* [REQUIRED WORK]
Reproduce the material below word for word, beginning at the line that contains "blonde hair | box_all" and continuing through the end of the material.

* [Excerpts of labeled region data]

((

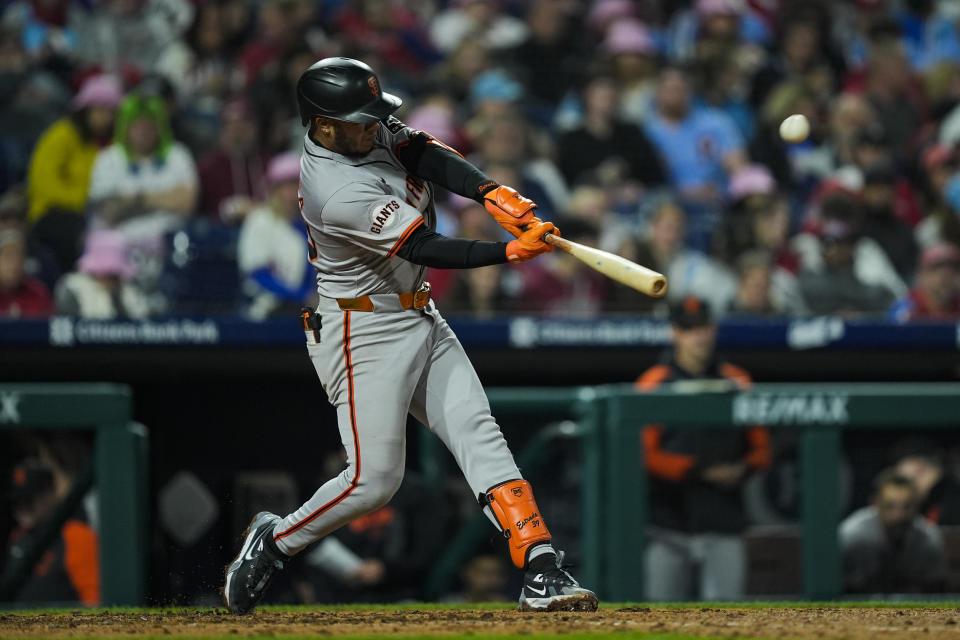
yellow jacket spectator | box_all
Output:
[27,75,123,271]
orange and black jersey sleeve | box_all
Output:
[387,124,497,202]
[635,363,772,482]
[635,364,697,482]
[397,226,507,269]
[62,520,100,607]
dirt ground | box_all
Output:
[0,607,960,640]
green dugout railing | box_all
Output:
[0,384,148,605]
[596,383,960,601]
[421,383,960,602]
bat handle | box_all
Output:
[543,233,570,252]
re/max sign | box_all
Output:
[733,393,850,425]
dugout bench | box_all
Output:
[421,383,960,602]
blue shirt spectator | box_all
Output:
[644,69,747,202]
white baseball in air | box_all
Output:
[780,113,810,142]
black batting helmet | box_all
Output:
[297,58,402,125]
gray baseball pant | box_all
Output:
[274,296,521,555]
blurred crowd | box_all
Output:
[0,0,960,322]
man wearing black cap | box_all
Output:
[636,296,771,601]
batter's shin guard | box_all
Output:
[479,480,550,569]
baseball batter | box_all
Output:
[224,58,597,613]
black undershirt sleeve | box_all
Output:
[397,132,497,203]
[397,226,507,269]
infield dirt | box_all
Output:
[0,607,960,640]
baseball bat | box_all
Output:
[543,233,667,298]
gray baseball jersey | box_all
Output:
[274,120,521,554]
[300,119,437,298]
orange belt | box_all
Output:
[337,282,430,311]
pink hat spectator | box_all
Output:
[602,20,657,56]
[77,231,136,278]
[920,242,960,269]
[730,164,777,200]
[922,143,953,170]
[587,0,636,33]
[697,0,744,18]
[406,104,457,144]
[267,151,300,187]
[73,74,123,109]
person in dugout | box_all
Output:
[636,296,771,601]
[7,458,100,607]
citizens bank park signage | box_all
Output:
[733,393,850,425]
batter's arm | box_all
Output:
[397,226,507,269]
[395,131,499,204]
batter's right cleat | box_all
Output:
[519,551,599,611]
[223,511,286,615]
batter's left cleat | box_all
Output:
[223,511,285,614]
[519,551,599,611]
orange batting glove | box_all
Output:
[507,222,560,263]
[483,186,537,237]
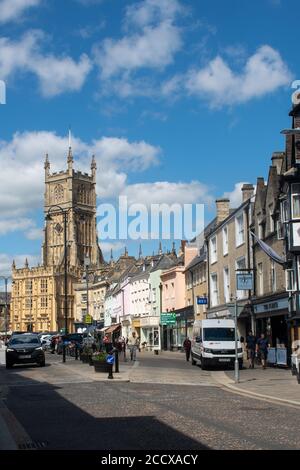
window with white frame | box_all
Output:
[210,237,218,264]
[258,222,265,240]
[223,266,230,303]
[280,199,289,223]
[285,269,296,292]
[257,263,264,295]
[222,225,228,256]
[292,183,300,219]
[269,204,275,233]
[210,273,219,307]
[236,258,247,299]
[235,214,245,246]
[276,220,285,240]
[271,260,276,293]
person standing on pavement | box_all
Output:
[256,333,269,369]
[183,337,192,362]
[127,331,139,361]
[246,331,256,369]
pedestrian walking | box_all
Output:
[127,331,140,361]
[183,337,192,362]
[256,333,269,369]
[246,331,256,369]
[103,335,112,354]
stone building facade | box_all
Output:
[11,148,103,331]
[206,189,254,336]
[251,156,288,347]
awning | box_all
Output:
[105,324,121,333]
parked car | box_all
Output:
[41,335,52,350]
[6,333,45,369]
[191,319,243,369]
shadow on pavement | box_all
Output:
[0,367,208,450]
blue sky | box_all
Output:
[0,0,300,272]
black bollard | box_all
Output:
[63,344,66,362]
[115,349,119,373]
[107,364,114,379]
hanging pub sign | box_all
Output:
[236,273,253,290]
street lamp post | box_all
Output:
[46,205,68,362]
[0,276,11,344]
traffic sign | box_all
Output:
[160,312,176,325]
[84,315,93,325]
[236,273,253,290]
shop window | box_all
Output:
[271,260,276,292]
[292,183,300,219]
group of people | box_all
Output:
[102,331,140,361]
[246,331,270,369]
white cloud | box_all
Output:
[122,181,214,205]
[0,0,41,23]
[0,30,92,97]
[184,45,292,107]
[223,182,247,209]
[125,0,185,28]
[0,131,161,219]
[94,0,183,97]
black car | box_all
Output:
[6,333,45,369]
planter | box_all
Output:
[88,356,94,366]
[80,354,89,364]
[93,361,112,373]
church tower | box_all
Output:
[42,146,103,268]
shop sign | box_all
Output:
[141,317,159,328]
[160,313,176,325]
[236,273,253,290]
[254,299,289,313]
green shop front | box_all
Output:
[161,306,194,351]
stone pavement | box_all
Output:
[211,367,300,407]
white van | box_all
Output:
[191,319,243,369]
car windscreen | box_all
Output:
[203,328,235,341]
[9,336,41,345]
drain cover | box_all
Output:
[19,441,48,450]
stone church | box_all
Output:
[11,147,104,332]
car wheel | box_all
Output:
[201,357,206,370]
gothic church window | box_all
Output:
[54,184,64,203]
[78,184,89,204]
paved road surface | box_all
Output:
[0,355,300,450]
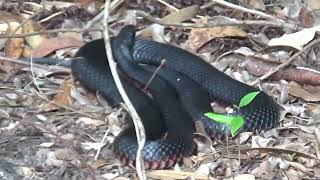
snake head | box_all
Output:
[117,25,136,50]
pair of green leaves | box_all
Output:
[204,91,260,137]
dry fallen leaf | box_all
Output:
[147,170,208,180]
[161,5,199,24]
[139,5,199,42]
[187,26,247,52]
[41,79,74,112]
[268,25,320,50]
[308,0,320,10]
[32,37,84,58]
[289,82,320,102]
[240,0,266,11]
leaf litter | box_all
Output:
[0,0,320,179]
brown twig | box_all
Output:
[240,147,320,160]
[103,0,146,180]
[250,39,320,86]
[136,11,298,30]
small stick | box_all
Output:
[250,39,320,86]
[103,0,146,180]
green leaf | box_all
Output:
[239,91,260,108]
[204,112,244,137]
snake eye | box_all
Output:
[117,25,136,49]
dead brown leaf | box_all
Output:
[40,79,74,112]
[289,82,320,102]
[308,0,320,10]
[187,26,247,52]
[32,37,84,58]
[0,22,24,74]
[162,5,199,24]
[147,170,208,180]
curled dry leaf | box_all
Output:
[139,5,199,42]
[78,117,106,126]
[289,82,320,102]
[23,20,47,49]
[31,37,84,58]
[244,56,320,85]
[40,79,74,112]
[187,26,247,52]
[308,0,320,10]
[239,0,266,11]
[161,5,199,24]
[268,25,320,50]
[147,170,208,180]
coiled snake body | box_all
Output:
[71,26,279,169]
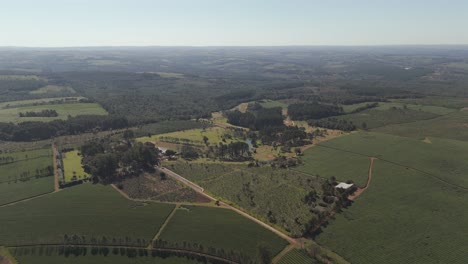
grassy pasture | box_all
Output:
[337,108,439,128]
[0,184,174,246]
[373,110,468,141]
[62,150,89,182]
[317,161,468,264]
[296,132,468,263]
[321,132,468,188]
[137,127,232,145]
[30,85,75,94]
[0,96,85,109]
[294,146,369,186]
[167,162,323,236]
[11,247,200,264]
[0,103,107,123]
[161,206,287,259]
[0,148,54,205]
[278,249,320,264]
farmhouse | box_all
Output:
[335,182,354,190]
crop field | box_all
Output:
[161,206,288,259]
[30,85,75,94]
[321,132,468,188]
[298,132,468,263]
[337,108,439,128]
[0,184,174,246]
[11,247,200,264]
[62,150,89,182]
[0,103,107,123]
[294,146,369,186]
[121,173,210,203]
[0,148,54,205]
[167,162,328,236]
[374,110,468,141]
[278,249,320,264]
[138,127,239,145]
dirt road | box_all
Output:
[159,167,301,246]
[348,157,377,201]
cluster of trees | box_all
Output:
[0,115,129,141]
[309,117,356,131]
[19,109,58,117]
[81,139,159,184]
[288,102,344,120]
[207,141,252,161]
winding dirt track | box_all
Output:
[348,157,377,201]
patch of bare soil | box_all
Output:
[0,256,13,264]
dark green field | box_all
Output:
[300,132,468,263]
[0,148,54,205]
[160,206,288,259]
[0,184,174,245]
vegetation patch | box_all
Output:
[159,206,287,263]
[0,184,174,246]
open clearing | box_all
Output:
[0,103,107,123]
[300,132,468,264]
[160,206,288,260]
[0,184,174,246]
[62,150,89,182]
[0,148,54,205]
[165,161,326,236]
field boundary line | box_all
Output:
[5,244,239,264]
[159,168,300,246]
[148,204,180,249]
[271,244,296,264]
[317,145,468,191]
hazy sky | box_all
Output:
[0,0,468,46]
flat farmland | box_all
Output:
[62,150,89,182]
[160,206,288,261]
[0,148,54,205]
[0,103,107,123]
[0,184,174,246]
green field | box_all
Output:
[298,133,468,264]
[62,150,89,182]
[278,249,320,264]
[30,85,75,94]
[11,247,200,264]
[137,127,238,145]
[374,110,468,141]
[160,206,288,259]
[167,162,324,236]
[294,146,369,186]
[0,184,174,246]
[0,103,107,123]
[0,148,54,205]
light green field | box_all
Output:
[374,110,468,141]
[11,247,202,264]
[0,148,54,205]
[62,150,89,182]
[0,184,174,246]
[137,127,232,145]
[260,100,288,109]
[278,249,320,264]
[0,96,85,109]
[307,133,468,264]
[30,85,75,94]
[0,103,107,123]
[160,206,288,259]
[164,162,324,236]
[294,146,369,186]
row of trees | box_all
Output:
[81,139,159,184]
[19,109,58,117]
[0,115,129,141]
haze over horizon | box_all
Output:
[0,0,468,47]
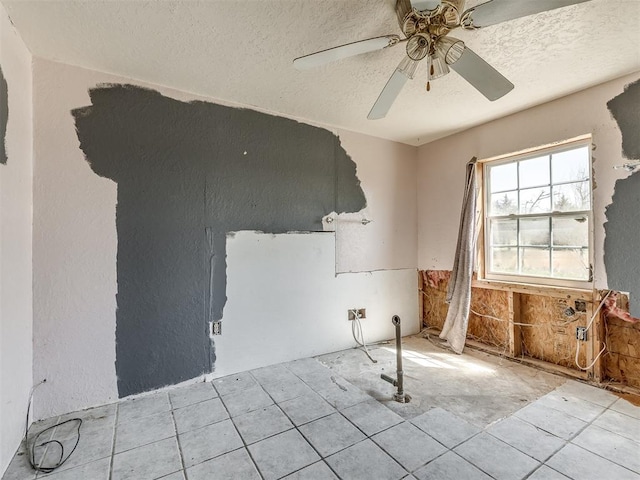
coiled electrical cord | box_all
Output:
[24,379,82,473]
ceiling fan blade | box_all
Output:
[293,35,400,70]
[471,0,589,27]
[367,57,418,120]
[449,47,513,102]
[411,0,440,11]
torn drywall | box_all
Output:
[0,68,9,165]
[607,80,640,160]
[73,85,366,396]
[604,80,640,317]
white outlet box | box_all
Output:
[348,308,367,320]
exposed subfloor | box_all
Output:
[3,336,640,480]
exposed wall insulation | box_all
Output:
[420,270,640,388]
[520,294,588,368]
[603,297,640,388]
[421,270,509,348]
[467,287,509,350]
[420,270,451,330]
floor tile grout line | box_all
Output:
[267,366,411,478]
[511,389,629,478]
[247,367,340,479]
[549,404,637,473]
[218,372,268,480]
[369,420,452,475]
[164,392,186,478]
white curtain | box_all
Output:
[440,157,477,353]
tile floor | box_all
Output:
[3,340,640,480]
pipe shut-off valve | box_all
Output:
[380,315,411,403]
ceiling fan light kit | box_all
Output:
[293,0,588,120]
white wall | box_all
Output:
[418,73,640,288]
[215,232,420,376]
[0,5,33,476]
[33,59,418,418]
[335,130,418,272]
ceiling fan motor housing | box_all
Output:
[407,33,433,61]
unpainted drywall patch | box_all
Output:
[0,64,9,165]
[604,80,640,317]
[72,85,366,397]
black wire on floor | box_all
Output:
[24,380,82,473]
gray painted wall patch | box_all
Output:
[604,80,640,317]
[72,85,366,397]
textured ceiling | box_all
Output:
[0,0,640,145]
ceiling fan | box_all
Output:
[293,0,589,120]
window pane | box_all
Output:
[489,247,518,273]
[553,248,589,280]
[519,155,550,188]
[520,247,551,276]
[553,216,589,247]
[489,163,518,192]
[553,182,591,212]
[491,220,518,246]
[520,217,551,246]
[520,187,551,213]
[551,145,590,183]
[489,191,518,215]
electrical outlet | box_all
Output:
[209,320,222,336]
[348,308,367,320]
[576,327,587,342]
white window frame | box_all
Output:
[478,135,594,289]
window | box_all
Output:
[483,139,592,286]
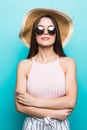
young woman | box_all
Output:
[15,9,77,130]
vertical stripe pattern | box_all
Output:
[22,117,70,130]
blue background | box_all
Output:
[0,0,87,130]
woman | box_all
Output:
[15,9,77,130]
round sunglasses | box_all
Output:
[35,26,56,35]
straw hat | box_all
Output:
[19,8,73,47]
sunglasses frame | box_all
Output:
[35,25,56,35]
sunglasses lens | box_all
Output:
[35,26,44,35]
[48,26,56,35]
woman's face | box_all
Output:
[36,17,56,47]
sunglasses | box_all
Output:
[35,26,56,35]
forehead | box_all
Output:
[38,17,54,26]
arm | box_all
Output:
[15,60,72,120]
[16,59,77,109]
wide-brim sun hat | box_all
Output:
[19,8,73,48]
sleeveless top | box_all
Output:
[27,57,65,98]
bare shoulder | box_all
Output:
[18,59,32,72]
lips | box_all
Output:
[41,37,50,41]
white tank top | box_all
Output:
[27,57,65,98]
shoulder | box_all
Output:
[18,59,32,72]
[60,57,76,70]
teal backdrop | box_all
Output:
[0,0,87,130]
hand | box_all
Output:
[16,92,35,106]
[53,109,72,120]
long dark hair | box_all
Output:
[27,15,66,58]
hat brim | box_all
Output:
[19,8,73,48]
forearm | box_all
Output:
[35,96,75,110]
[16,101,54,118]
[16,97,72,120]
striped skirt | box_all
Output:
[22,117,70,130]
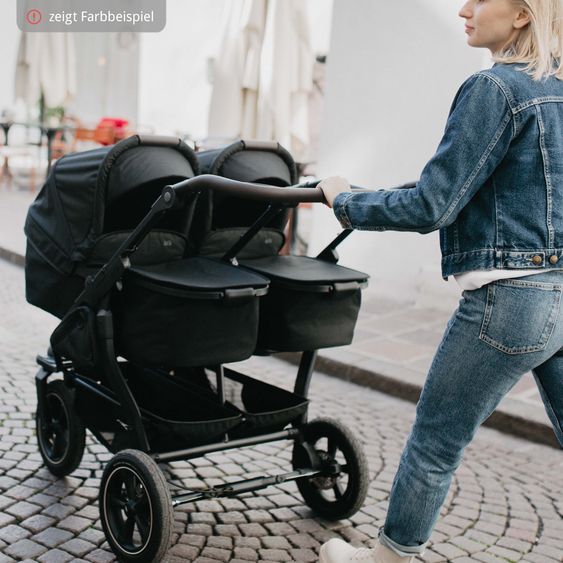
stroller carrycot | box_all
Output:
[194,141,368,352]
[26,136,268,371]
[26,141,369,563]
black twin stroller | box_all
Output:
[25,136,368,561]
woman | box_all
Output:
[320,0,563,563]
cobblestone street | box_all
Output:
[0,261,563,563]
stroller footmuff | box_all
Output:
[113,257,268,367]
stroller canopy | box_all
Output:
[197,141,298,233]
[25,135,199,274]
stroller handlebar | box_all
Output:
[167,174,325,205]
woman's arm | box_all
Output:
[334,73,513,233]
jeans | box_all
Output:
[379,271,563,556]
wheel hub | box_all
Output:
[311,450,341,490]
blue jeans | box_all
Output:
[379,271,563,556]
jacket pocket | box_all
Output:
[479,279,561,354]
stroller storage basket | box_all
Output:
[225,368,309,437]
[241,256,368,352]
[182,368,309,438]
[113,257,268,367]
[75,362,242,452]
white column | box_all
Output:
[311,0,490,307]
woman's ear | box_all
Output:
[512,10,530,29]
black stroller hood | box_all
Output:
[25,135,199,274]
[197,141,297,186]
[193,140,298,256]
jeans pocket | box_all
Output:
[479,279,561,354]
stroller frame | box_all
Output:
[35,175,368,561]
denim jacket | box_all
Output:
[334,64,563,279]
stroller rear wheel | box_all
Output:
[292,418,369,520]
[99,450,174,562]
[35,380,86,477]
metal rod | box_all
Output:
[172,469,321,507]
[169,174,325,205]
[293,350,317,398]
[152,428,300,463]
[221,205,283,262]
[317,229,352,264]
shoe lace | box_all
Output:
[352,547,374,561]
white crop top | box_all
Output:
[454,268,559,290]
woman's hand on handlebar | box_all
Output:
[317,176,352,207]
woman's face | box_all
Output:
[459,0,529,53]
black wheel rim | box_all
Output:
[39,393,70,464]
[309,436,353,503]
[103,466,153,555]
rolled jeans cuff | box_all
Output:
[379,528,428,557]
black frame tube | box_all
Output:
[172,468,322,508]
[152,428,301,463]
[171,174,325,205]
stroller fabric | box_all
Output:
[113,257,268,367]
[194,141,297,258]
[241,256,368,352]
[25,135,199,317]
[198,141,368,351]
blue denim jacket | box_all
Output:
[334,64,563,279]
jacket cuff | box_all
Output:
[332,192,354,229]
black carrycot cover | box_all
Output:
[194,140,298,257]
[25,135,199,317]
[241,256,369,352]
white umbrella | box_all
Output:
[209,0,267,138]
[15,32,76,107]
[257,0,314,160]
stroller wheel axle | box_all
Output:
[172,469,320,507]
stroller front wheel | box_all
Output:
[35,380,86,477]
[99,450,174,562]
[292,418,369,520]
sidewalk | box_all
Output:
[0,260,563,563]
[0,186,558,447]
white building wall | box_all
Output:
[311,0,492,308]
[139,0,332,138]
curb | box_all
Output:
[0,247,561,449]
[275,352,561,449]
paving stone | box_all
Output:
[59,516,92,534]
[168,543,199,561]
[38,549,75,563]
[234,547,258,561]
[19,514,56,537]
[201,547,231,562]
[32,528,72,547]
[4,540,47,559]
[258,549,290,561]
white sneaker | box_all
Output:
[319,538,414,563]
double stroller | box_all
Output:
[25,136,368,561]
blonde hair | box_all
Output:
[493,0,563,80]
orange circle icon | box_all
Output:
[25,9,43,25]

))

* [FULL ANSWER]
blonde hair | box_all
Output:
[493,0,563,80]
orange circle icon | box_all
Output:
[25,9,43,25]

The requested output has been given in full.